#### [What you will do]
Return only those lines of the listing in which "white" appears.

#### [Records supplied]
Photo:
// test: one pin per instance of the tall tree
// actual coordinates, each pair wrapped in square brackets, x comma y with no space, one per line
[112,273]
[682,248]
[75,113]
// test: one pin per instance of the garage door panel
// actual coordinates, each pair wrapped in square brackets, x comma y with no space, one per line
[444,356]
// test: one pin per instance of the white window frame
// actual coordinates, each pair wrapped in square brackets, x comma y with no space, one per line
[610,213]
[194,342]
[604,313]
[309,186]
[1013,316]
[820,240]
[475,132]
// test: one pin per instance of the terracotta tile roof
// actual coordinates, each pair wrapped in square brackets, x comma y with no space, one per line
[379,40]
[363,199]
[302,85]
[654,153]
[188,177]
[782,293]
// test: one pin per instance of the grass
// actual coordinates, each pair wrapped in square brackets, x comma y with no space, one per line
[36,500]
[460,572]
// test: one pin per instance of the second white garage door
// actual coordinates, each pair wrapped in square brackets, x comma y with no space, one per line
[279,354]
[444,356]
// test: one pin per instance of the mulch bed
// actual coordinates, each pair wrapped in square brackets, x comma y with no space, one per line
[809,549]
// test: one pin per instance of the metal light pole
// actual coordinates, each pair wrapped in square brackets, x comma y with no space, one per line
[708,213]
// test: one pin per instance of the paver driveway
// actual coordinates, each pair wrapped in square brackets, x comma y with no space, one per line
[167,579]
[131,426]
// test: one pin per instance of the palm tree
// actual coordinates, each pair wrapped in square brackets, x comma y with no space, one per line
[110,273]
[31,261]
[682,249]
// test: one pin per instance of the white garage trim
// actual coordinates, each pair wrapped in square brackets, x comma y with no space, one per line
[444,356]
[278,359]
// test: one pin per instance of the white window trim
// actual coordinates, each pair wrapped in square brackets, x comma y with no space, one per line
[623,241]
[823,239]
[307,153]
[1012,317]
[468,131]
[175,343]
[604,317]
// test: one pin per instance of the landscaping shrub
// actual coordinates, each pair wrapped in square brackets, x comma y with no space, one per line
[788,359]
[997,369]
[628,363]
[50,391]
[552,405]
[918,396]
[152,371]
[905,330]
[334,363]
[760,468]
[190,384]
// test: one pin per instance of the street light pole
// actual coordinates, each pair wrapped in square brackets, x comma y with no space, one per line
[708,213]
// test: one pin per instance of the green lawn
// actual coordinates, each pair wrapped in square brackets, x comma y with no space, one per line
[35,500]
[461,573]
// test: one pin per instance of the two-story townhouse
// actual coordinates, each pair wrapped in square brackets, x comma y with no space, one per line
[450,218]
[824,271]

#### [Completed exercise]
// test: one pin per instance of the white window frame
// test: one pin per instance of the second white garage door
// test: one pin per instance of the white garage trim
// test: one pin per instance of the white window trim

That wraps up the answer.